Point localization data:
§ §

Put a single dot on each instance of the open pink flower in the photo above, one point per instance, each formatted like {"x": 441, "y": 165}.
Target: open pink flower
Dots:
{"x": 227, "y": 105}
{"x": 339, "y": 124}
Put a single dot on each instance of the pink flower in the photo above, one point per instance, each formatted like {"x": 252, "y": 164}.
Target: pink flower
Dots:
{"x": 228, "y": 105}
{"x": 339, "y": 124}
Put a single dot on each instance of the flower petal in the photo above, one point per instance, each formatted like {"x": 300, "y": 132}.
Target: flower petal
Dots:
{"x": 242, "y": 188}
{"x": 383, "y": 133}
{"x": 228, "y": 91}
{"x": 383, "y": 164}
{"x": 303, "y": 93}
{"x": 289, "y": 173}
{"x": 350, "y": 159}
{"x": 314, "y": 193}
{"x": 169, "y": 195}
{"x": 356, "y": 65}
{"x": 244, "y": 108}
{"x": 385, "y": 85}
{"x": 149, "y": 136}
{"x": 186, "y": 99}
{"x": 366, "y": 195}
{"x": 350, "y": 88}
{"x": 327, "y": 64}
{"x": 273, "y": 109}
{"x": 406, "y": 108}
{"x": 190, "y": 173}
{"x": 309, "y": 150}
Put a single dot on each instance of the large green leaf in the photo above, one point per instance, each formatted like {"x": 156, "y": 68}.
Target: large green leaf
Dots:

§ §

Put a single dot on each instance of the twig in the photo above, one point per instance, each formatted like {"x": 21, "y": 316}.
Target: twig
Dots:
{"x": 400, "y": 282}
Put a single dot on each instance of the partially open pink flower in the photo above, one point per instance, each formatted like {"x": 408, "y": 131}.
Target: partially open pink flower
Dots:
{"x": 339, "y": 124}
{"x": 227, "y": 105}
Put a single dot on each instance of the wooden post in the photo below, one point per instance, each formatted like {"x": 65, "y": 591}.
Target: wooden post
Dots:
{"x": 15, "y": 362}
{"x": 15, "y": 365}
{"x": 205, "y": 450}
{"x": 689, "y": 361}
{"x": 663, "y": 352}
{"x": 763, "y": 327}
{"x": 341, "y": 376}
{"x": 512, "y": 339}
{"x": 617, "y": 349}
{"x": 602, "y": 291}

§ §

- _What is needed_:
In the entries above, find the line holding "Put a single dot on each instance of the open" and the line holding "Target: flower petal"; print both of them and every line between, exactly, and nothing else.

- _Solution for this exercise_:
Put a single dot on each instance of the open pink flower in the photo above, one point per instance, each formatted like {"x": 441, "y": 165}.
Target: open pink flower
Dots:
{"x": 227, "y": 105}
{"x": 339, "y": 124}
Put a single dot on each instance of the pink flower in the photo above, one point per instance, each formatted like {"x": 252, "y": 164}.
Target: pink flower
Dots:
{"x": 228, "y": 105}
{"x": 339, "y": 124}
Put a single dot on each instance of the flower petal in the photo above, one point per instance, each formatted like {"x": 300, "y": 132}.
Target: flower petal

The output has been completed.